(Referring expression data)
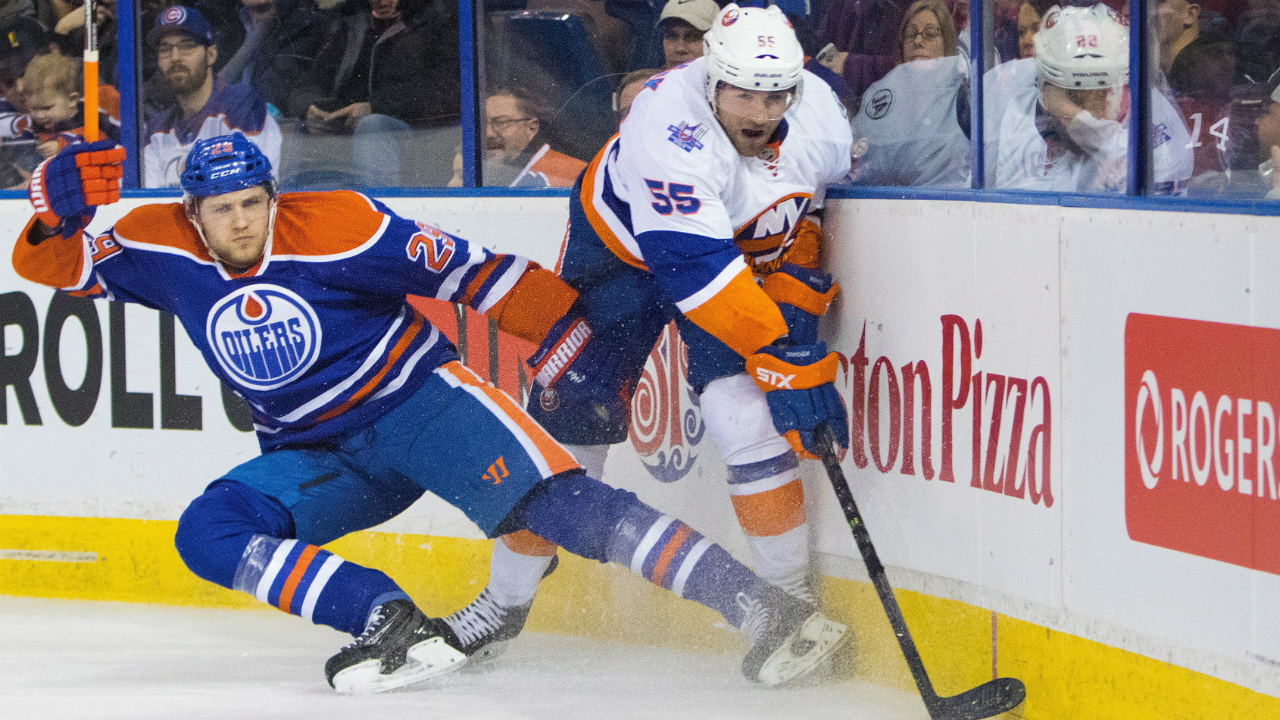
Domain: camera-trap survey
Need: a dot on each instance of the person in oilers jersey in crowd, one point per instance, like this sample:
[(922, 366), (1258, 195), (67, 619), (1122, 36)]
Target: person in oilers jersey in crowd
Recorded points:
[(361, 405), (1060, 121), (713, 182)]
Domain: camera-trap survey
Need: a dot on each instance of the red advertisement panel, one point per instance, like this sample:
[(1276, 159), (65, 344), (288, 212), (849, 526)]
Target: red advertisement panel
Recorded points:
[(1201, 438)]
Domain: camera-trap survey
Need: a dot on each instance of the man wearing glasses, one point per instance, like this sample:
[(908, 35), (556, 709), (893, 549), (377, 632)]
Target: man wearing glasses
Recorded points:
[(206, 106), (516, 150)]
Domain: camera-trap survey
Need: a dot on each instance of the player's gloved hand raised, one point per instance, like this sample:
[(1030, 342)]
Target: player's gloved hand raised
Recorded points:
[(67, 188), (572, 368), (803, 296), (798, 384)]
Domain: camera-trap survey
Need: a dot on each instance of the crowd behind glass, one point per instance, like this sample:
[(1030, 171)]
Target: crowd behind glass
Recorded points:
[(368, 92)]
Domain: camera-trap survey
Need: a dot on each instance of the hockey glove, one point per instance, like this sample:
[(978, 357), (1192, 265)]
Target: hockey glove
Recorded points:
[(574, 369), (67, 188), (803, 295), (798, 384)]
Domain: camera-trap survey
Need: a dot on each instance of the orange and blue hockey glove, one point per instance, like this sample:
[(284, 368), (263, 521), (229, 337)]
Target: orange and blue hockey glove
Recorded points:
[(67, 188), (798, 383), (803, 296)]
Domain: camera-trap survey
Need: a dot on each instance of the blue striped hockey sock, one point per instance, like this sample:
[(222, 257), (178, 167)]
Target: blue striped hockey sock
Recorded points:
[(671, 555), (312, 583)]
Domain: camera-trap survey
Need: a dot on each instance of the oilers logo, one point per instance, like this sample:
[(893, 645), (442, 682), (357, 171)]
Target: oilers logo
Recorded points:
[(264, 336), (666, 420), (764, 237)]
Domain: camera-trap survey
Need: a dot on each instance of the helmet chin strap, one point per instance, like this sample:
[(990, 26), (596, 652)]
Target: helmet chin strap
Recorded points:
[(190, 205)]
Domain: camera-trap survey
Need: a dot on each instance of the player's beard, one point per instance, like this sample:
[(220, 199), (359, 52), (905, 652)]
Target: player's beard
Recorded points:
[(184, 80)]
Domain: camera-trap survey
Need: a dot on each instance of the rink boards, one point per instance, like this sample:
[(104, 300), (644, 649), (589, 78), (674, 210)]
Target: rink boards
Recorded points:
[(1064, 434)]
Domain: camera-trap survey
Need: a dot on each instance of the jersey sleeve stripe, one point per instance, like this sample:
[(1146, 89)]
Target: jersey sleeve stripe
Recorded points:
[(392, 358), (740, 315), (606, 223), (735, 268)]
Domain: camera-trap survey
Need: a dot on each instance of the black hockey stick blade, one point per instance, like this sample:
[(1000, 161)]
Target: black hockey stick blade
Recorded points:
[(984, 701), (987, 700)]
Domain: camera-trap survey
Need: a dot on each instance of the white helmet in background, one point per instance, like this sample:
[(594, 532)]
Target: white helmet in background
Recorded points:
[(1083, 48), (753, 49)]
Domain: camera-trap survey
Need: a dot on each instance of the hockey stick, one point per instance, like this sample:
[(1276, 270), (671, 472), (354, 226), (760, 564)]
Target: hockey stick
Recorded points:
[(91, 126), (984, 701)]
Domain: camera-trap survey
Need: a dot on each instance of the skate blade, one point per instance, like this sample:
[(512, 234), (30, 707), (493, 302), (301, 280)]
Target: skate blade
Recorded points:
[(821, 636), (424, 660), (489, 652)]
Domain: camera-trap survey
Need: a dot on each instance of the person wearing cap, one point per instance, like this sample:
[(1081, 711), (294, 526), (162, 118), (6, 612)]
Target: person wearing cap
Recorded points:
[(1269, 139), (206, 106), (682, 24)]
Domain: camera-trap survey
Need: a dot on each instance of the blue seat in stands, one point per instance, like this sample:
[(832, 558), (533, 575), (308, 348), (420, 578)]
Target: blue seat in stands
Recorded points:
[(581, 83)]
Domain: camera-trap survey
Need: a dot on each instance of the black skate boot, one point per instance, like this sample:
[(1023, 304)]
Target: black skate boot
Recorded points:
[(789, 637), (484, 628), (398, 647)]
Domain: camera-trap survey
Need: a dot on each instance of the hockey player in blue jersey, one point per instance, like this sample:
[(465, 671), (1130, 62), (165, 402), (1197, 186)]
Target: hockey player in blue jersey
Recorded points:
[(702, 210), (360, 405)]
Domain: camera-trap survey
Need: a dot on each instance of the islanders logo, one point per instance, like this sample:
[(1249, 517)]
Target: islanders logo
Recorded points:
[(764, 237), (264, 336), (686, 136), (666, 420)]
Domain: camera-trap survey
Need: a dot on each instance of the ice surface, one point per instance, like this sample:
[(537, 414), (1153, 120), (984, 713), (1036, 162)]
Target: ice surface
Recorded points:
[(101, 661)]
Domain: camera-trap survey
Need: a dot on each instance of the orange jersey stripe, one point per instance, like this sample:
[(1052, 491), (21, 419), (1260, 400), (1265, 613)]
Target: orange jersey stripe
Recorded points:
[(593, 215), (556, 456), (740, 315), (771, 513), (528, 543), (300, 569), (659, 568), (414, 328)]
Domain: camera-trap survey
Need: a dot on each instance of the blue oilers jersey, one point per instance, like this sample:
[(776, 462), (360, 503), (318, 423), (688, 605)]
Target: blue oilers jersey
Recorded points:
[(318, 337)]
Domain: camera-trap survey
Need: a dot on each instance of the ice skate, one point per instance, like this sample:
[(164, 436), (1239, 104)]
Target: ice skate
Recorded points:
[(790, 638), (400, 646), (485, 628)]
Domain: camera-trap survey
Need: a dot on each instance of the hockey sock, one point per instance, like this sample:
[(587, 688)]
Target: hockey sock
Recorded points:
[(312, 583), (594, 520), (234, 536), (519, 561), (768, 500)]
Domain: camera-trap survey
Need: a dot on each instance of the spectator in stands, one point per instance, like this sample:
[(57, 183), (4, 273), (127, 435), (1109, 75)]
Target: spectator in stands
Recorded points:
[(1269, 139), (630, 86), (682, 24), (69, 33), (865, 37), (915, 119), (1029, 16), (51, 90), (1176, 26), (282, 39), (17, 9), (516, 153), (206, 106)]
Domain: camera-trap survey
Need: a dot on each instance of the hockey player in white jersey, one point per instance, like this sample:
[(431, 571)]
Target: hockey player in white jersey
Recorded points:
[(1073, 135), (703, 212)]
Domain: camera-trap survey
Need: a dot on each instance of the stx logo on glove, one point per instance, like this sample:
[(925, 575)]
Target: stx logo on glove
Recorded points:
[(558, 360), (777, 381)]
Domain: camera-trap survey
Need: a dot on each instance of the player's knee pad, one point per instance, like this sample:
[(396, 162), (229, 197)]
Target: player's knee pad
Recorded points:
[(218, 527), (739, 419)]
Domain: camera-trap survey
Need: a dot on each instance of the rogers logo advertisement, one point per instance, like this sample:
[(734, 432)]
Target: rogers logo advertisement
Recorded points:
[(1201, 438)]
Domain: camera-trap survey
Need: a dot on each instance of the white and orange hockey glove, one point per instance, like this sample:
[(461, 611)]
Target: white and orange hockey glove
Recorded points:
[(67, 188)]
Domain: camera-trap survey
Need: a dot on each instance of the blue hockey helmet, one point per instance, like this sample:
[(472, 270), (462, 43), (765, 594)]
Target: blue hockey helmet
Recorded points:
[(224, 164)]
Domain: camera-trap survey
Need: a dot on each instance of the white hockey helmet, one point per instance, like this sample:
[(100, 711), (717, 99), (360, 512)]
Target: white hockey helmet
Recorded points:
[(1083, 48), (753, 49)]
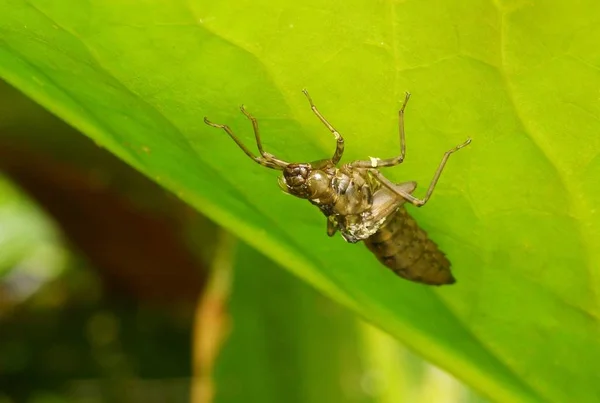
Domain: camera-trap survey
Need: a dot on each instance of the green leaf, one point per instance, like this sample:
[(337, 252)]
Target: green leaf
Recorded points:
[(516, 212)]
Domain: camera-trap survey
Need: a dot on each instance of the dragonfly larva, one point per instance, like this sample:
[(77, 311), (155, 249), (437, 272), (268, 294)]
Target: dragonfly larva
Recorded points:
[(362, 204)]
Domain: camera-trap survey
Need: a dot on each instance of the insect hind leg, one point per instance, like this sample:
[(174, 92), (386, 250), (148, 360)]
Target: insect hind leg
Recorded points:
[(409, 197), (389, 162)]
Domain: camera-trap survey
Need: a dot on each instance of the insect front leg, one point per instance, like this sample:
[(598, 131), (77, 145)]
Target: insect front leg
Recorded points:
[(266, 159), (339, 149), (389, 162), (409, 197)]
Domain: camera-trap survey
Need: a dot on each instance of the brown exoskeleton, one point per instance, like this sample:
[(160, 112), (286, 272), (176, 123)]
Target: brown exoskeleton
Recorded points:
[(363, 204)]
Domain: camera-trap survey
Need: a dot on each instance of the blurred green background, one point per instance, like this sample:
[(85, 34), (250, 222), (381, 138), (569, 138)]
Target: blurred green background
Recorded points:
[(106, 295)]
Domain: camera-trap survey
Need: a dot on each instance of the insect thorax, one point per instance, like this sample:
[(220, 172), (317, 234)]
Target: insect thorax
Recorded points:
[(344, 196)]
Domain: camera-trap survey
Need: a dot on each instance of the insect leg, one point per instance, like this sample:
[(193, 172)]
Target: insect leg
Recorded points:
[(339, 149), (266, 159), (389, 162), (412, 199)]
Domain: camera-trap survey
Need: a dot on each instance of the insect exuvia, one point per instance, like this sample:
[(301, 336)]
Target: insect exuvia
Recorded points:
[(363, 204)]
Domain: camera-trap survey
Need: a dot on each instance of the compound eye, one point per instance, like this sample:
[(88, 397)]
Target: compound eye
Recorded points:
[(318, 184), (283, 184)]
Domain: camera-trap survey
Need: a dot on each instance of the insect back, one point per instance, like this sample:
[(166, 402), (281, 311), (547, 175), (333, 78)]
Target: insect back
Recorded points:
[(361, 203)]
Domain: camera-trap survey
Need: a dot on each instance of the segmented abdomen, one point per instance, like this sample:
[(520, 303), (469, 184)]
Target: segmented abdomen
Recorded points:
[(405, 248)]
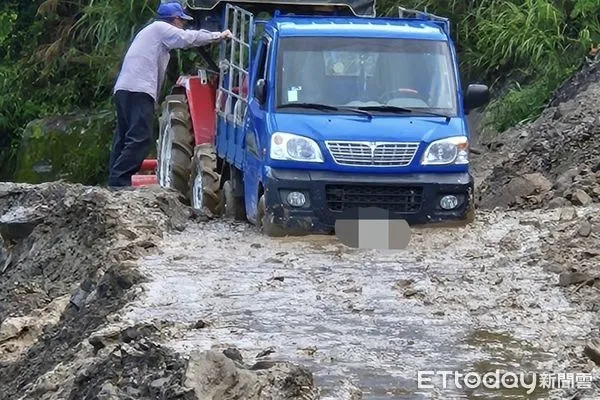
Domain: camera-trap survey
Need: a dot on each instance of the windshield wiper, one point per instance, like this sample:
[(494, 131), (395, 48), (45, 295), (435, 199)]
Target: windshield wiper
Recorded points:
[(326, 107), (403, 110)]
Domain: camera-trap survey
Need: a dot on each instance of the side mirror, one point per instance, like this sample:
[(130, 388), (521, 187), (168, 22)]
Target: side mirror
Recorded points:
[(260, 91), (475, 97)]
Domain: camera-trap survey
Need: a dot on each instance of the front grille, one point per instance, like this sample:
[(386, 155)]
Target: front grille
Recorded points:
[(392, 198), (392, 154)]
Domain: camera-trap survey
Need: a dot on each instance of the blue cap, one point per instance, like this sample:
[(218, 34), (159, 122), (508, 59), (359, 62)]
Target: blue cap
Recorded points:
[(172, 10)]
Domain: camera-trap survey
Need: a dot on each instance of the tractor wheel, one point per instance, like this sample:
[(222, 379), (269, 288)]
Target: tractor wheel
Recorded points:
[(205, 181), (264, 223), (233, 207), (175, 145)]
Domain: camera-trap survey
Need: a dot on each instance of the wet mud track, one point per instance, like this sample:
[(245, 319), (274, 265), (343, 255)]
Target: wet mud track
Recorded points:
[(458, 299)]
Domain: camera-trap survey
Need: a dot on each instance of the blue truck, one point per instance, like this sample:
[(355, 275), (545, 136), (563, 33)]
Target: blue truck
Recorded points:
[(318, 109)]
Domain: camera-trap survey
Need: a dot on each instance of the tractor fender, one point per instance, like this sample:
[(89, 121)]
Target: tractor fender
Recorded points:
[(201, 94)]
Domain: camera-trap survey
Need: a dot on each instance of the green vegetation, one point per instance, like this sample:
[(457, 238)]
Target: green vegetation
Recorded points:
[(59, 56), (523, 49)]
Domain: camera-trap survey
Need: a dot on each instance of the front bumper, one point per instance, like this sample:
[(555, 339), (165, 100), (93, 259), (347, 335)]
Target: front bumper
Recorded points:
[(333, 195)]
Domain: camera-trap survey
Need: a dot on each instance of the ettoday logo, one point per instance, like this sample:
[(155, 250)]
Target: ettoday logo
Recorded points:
[(506, 380)]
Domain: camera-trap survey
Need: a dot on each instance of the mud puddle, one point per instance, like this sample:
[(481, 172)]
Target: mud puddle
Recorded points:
[(465, 299)]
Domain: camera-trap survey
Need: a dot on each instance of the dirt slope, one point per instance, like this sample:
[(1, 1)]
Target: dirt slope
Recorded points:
[(68, 264), (555, 160)]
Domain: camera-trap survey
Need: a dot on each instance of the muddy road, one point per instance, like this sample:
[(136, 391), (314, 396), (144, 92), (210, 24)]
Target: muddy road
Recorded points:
[(129, 295), (469, 299)]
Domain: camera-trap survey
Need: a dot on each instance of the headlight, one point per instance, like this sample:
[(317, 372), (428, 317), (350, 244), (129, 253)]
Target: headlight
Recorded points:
[(454, 150), (285, 146)]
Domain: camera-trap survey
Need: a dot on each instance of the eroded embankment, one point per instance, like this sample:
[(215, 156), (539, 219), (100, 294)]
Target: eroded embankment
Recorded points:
[(68, 264), (555, 160)]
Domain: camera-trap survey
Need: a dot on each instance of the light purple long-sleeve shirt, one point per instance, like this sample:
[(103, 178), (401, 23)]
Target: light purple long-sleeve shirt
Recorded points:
[(146, 61)]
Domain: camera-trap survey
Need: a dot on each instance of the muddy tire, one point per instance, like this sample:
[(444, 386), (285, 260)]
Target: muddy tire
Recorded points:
[(233, 207), (175, 144), (205, 182), (265, 224)]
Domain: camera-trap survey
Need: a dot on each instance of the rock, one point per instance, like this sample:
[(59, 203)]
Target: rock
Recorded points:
[(558, 202), (562, 184), (585, 229), (19, 223), (12, 327), (266, 352), (108, 391), (210, 374), (159, 383), (518, 188), (580, 198), (554, 268), (567, 214), (572, 278), (199, 324), (592, 351), (233, 354)]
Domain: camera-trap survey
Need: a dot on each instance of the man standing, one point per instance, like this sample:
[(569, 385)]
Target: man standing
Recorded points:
[(138, 86)]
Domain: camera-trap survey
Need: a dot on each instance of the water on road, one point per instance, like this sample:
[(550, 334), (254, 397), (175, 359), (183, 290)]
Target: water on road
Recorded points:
[(458, 299)]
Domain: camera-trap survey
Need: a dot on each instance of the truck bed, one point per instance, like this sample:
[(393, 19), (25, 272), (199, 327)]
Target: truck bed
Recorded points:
[(358, 7)]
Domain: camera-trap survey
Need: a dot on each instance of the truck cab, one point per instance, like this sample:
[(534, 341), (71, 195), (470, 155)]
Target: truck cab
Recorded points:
[(349, 113), (337, 113)]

#### Exercise description:
Whenever a line in the data holds "leaf", copy that line.

#### Response to this task:
Need: a dot on each instance of the green leaf, one point per instance, like this sample:
Target: green leaf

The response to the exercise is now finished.